Exercise directions - Copy out the rows below with every "shadow on concrete" changed to "shadow on pavement" and nothing else altered. Omit the pictures from your answer.

(Object location annotation data)
━━━━━━━━━━

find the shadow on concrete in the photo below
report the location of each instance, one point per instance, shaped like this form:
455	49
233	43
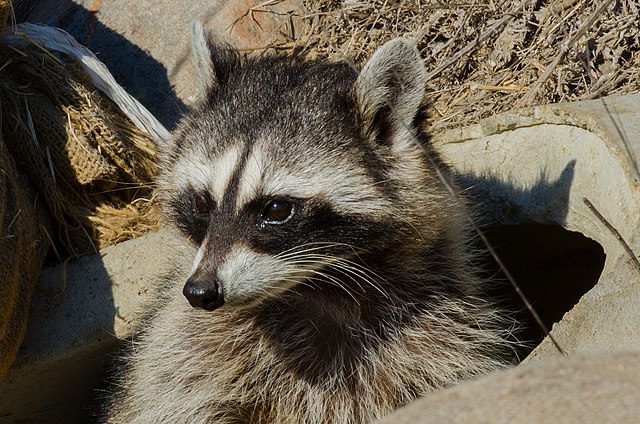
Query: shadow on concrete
552	266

━━━━━━━━━━

Exercise result -
find the shadow on pavement in the photo below
report the location of each instance, one point per instance, shaped like this form:
455	49
233	43
Query: shadow on pavement
552	266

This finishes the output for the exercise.